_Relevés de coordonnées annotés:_
--------------------------------------------------
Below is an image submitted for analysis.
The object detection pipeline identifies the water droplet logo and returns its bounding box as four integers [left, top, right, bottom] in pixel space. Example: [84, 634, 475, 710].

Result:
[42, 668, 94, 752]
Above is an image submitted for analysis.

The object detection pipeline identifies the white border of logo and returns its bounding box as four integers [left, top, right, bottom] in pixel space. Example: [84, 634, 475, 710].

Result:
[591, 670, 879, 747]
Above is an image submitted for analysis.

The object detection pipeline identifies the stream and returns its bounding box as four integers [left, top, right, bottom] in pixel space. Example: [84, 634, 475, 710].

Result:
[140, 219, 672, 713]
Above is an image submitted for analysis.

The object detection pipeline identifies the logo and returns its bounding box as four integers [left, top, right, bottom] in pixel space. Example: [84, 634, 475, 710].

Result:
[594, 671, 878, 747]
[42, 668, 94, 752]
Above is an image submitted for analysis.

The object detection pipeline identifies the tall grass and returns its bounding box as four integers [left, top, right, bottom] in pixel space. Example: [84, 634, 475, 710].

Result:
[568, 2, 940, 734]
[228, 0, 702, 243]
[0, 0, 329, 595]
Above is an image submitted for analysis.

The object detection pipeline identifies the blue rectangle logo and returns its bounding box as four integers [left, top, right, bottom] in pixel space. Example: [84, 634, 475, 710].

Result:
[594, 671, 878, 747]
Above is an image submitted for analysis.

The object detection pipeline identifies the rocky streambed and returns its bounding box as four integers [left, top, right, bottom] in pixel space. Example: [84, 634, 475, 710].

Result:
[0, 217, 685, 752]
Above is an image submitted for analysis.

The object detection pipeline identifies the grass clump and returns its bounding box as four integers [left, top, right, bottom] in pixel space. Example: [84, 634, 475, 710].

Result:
--------------------------------------------------
_Consigne de l'exercice:_
Réécrivez, s'il vous plaît, toutes les lignes des items ci-dessus sous forme de liste numérotée, sans les lignes vides.

_Résultat de l'exercice:_
1. Below is an image submitted for analysis.
2. The object detection pipeline identifies the water droplet logo and returns its bounding box as four integers [left, top, right, bottom] in pixel space. Example: [84, 634, 475, 710].
3. Result:
4. [42, 668, 94, 752]
5. Above is an image submitted for analysis.
6. The object detection pipeline identifies the white border of logo and returns its bounding box as four integers [left, top, right, bottom] in pixel space. Example: [84, 634, 475, 710].
7. Result:
8. [591, 670, 879, 747]
9. Above is an image submitted for analysis.
10. The object detection pipeline identifies the stream and returns its bounding box as four integers [left, top, right, bottom] in pixel space. Example: [84, 634, 475, 710].
11. Result:
12. [140, 219, 672, 713]
13. Above is an image submitted for analysis.
14. The object detection pipeline identifies the logo and returns its bounding box as four integers [left, top, right, bottom] in pixel space. Example: [84, 634, 475, 710].
15. Result:
16. [594, 671, 878, 747]
17. [42, 668, 94, 752]
18. Above is an image submitted for analysis.
19. The object detection pipeline identifies the tall grass and returns its bounding box as four integers [left, top, right, bottom] in pixel space. Example: [84, 634, 475, 710].
20. Result:
21. [568, 2, 940, 734]
22. [228, 0, 702, 243]
23. [0, 0, 329, 595]
24. Above is an image submitted for analysis.
25. The object detection pipeline identifies the blue rectangle logo and returns its bounding box as four integers [left, top, right, bottom] in pixel space. Example: [84, 634, 475, 710].
26. Result:
27. [594, 671, 878, 747]
28. Above is an image submitted for analysis.
29. The object detection pipeline identifies the rocky streambed and returns its bounding box as four integers [left, top, right, bottom] in pixel space. Example: [84, 634, 475, 710].
30. Result:
31. [0, 217, 685, 752]
32. Above is an image submitted for analysis.
33. The object detection pipeline identifies the grass clump and returns its bounding box as four integers [left, top, right, bottom] in pixel space. Example: [84, 634, 475, 710].
34. Result:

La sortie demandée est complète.